BLOQUE DE TEXTO
____________

Después de pasar la última noche en Livingstonia descendí la montaña hasta la carretera para interceptar un autobús que me llevara hasta la frontera de Tanzania, dando por terminado mi viaje en Malawi. Fui a un restaurante junto a la carretera donde días antes me habían guardado la mochila para ascender a Livingstonia con el menor peso posible, después de recogerla salí a esperar el paso de algún autobús.
Al cabo de un tiempo de espera me subí a uno, su destino era Kaporo, la última ciudad antes de la frontera. Llegué sobre las doce de la mañana. La frontera se hallaba a unos veinte kilómetros de la ciudad, estuve preguntando si había un transporte para llegar allí pero me dijeron que no, la única cosa que podía hacer era salir a la carretera y hacer auto stop por si algún vehículo particular iba hasta allí. Empecé a hacer cálculos, la guía decía que pasada la frontera de Malawi había unos diez kilómetros hasta la frontera de Tanzania, sin transporte para llegar allí, y tampoco lo había después de pasar la frontera tanzana hasta la siguiente población, lo que suponía un problema, de manera que la guía aconsejaba ir temprano para tener la posibilidad de encontrar un vehículo particular para salir de ambas fronteras, ya que no existía ningún lugar para pasar la noche y quedarse allí tirado, en tierra de nadie, no era seguro, era una zona donde abundaban los bandidos.
Después de darle vueltas decidí probar suerte y salir, pasar un día en Kaporo era un día perdido, de modo que fui a comer a un restaurante sin perder más tiempo. Del restaurante salí a la carretera a ver si tenía suerte y podía encontrar un vehículo que me llevara a la frontera, sobre la una y media me situé a la salida de Kaporo.
No pasaban vehículos, y si pasó alguno no iba a la frontera, a medida que transcurría el tiempo disminuían mis posibilidades. Llevaba casi tres horas en la carretera y me encontraba desmoralizado, era ya demasiado tarde, oscurecía antes de las seis, de forma que sería difícil encontrar transporte, la noche era peligrosa para todos, nadie estaría dispuesto a cruzar la frontera después de anochecer. Empecé a hacerme la idea de regresar a la ciudad y pasar la noche allí para volver a intentarlo a la mañana siguiente.

____________

POR HACER
Di si cada afirmación coincide con el relato del viaje hacia la frontera de Tanzania, contestando sí o no y citando literalmente las palabras del texto que lo deciden: (a) el autobús que tomó en la carretera tenía como destino Kaporo; (b) según la guía, entre la frontera de Malawi y la de Tanzania había transporte; (c) se colocó a la salida de Kaporo hacia la una y media. El material no tiene ningún papel en esto.

DATOS EXTRAÍDOS
____________

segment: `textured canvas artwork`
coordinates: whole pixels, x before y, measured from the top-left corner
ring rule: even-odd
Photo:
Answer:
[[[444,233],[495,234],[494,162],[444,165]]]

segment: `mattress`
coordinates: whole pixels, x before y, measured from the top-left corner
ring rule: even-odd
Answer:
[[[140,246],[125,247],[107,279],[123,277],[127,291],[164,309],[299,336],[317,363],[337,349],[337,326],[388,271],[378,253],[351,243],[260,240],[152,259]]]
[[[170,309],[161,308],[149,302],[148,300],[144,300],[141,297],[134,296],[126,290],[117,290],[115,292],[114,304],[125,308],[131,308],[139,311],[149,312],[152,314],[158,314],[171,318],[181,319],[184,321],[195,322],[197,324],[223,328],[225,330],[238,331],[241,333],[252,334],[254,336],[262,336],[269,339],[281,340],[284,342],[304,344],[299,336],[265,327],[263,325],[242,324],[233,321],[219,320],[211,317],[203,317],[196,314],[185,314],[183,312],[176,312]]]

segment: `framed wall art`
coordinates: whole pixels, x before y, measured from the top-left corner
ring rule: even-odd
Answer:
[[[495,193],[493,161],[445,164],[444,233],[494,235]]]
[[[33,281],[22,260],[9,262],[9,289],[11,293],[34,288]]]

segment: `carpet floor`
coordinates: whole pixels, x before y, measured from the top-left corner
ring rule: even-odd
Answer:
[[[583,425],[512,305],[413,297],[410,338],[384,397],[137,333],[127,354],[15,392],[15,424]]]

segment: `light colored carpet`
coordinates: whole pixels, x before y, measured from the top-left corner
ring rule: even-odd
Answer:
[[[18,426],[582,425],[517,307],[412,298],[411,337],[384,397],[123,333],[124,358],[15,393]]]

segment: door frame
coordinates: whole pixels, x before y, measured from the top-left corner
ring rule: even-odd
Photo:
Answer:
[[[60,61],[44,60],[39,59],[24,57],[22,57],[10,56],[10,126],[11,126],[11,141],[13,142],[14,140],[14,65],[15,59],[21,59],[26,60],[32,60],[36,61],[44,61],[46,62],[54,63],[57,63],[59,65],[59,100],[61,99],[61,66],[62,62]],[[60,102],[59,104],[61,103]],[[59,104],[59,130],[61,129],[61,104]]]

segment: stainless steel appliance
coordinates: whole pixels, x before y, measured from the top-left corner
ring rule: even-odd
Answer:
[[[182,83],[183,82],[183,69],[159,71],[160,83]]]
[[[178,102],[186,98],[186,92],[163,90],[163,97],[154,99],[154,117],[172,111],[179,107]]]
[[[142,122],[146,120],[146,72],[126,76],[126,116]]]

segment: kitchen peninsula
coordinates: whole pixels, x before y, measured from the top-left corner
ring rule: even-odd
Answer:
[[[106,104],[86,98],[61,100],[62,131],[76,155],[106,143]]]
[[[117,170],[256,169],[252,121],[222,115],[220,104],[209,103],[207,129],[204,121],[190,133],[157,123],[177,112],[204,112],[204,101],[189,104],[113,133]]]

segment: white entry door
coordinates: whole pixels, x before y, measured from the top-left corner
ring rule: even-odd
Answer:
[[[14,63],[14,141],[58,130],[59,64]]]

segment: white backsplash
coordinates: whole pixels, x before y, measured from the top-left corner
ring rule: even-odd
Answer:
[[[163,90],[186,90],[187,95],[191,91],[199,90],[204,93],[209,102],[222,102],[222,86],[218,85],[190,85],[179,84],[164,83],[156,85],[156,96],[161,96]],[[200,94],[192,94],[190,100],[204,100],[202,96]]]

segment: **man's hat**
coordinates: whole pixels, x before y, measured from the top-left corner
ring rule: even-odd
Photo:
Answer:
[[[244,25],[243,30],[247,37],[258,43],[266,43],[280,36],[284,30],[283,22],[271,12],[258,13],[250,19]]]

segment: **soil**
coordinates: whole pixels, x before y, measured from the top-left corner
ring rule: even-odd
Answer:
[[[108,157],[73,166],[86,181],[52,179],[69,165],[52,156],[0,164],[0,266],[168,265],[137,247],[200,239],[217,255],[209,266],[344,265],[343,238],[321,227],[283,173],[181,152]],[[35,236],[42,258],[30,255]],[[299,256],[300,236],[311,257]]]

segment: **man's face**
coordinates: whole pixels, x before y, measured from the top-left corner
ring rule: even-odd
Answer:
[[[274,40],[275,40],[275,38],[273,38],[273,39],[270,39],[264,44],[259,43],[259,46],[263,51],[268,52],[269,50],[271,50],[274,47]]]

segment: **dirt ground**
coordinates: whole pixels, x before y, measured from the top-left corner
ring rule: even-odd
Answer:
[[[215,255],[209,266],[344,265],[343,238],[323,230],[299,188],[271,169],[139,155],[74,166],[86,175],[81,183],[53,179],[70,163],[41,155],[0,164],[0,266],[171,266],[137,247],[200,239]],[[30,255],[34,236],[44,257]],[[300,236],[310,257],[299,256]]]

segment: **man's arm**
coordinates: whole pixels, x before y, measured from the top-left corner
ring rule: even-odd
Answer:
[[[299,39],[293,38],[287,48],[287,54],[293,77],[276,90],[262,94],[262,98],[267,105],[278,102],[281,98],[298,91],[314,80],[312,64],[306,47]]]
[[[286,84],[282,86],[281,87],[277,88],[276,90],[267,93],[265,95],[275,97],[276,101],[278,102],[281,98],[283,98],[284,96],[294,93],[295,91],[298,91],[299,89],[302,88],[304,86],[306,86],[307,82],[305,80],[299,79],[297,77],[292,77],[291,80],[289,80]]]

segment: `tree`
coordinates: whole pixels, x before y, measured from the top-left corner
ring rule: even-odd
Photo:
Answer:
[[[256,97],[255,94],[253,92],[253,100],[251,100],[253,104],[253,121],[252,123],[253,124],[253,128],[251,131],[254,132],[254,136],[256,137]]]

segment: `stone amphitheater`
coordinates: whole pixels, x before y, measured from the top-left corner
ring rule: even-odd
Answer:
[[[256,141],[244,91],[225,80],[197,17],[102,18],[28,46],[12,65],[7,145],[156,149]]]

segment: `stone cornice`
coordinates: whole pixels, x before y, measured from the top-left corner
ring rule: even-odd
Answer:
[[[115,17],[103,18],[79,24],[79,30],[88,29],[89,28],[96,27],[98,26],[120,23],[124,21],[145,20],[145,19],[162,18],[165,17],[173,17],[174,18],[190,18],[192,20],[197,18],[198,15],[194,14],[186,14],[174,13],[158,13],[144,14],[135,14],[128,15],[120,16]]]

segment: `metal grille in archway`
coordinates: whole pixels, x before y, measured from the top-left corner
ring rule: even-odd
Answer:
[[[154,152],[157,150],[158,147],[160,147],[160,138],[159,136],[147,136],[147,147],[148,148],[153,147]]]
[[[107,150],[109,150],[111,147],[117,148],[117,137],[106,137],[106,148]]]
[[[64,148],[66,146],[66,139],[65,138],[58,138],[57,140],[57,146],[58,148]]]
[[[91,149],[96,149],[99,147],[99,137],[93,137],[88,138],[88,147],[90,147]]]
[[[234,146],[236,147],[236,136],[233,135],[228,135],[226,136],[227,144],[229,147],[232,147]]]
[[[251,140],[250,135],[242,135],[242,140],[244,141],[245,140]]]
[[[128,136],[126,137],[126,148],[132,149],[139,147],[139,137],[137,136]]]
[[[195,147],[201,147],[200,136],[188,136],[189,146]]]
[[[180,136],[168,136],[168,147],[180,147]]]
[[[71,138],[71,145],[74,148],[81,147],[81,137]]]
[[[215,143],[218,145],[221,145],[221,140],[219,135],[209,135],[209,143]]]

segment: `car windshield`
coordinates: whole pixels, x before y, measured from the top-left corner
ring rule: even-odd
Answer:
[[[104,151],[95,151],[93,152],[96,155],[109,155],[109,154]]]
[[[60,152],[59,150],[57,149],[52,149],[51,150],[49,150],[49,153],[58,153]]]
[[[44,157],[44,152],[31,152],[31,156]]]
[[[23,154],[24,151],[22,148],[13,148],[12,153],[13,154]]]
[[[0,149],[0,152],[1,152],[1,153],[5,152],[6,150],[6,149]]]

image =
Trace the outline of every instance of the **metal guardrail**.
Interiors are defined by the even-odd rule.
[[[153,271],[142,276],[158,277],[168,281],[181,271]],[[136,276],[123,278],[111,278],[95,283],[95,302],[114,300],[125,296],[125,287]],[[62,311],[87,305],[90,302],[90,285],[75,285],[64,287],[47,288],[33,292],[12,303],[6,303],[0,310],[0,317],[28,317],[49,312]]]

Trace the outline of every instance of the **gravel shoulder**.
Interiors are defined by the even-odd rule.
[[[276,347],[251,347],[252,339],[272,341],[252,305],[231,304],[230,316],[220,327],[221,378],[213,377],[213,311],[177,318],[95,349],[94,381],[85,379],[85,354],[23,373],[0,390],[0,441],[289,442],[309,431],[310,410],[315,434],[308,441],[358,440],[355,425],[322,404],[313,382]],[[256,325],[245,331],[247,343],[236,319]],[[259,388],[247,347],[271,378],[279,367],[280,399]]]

____________

RESPUESTA
(a) Sí: «su destino era Kaporo».
(b) No: «sin transporte para llegar allí».
(c) Sí: «sobre la una y media me situé a la salida de Kaporo».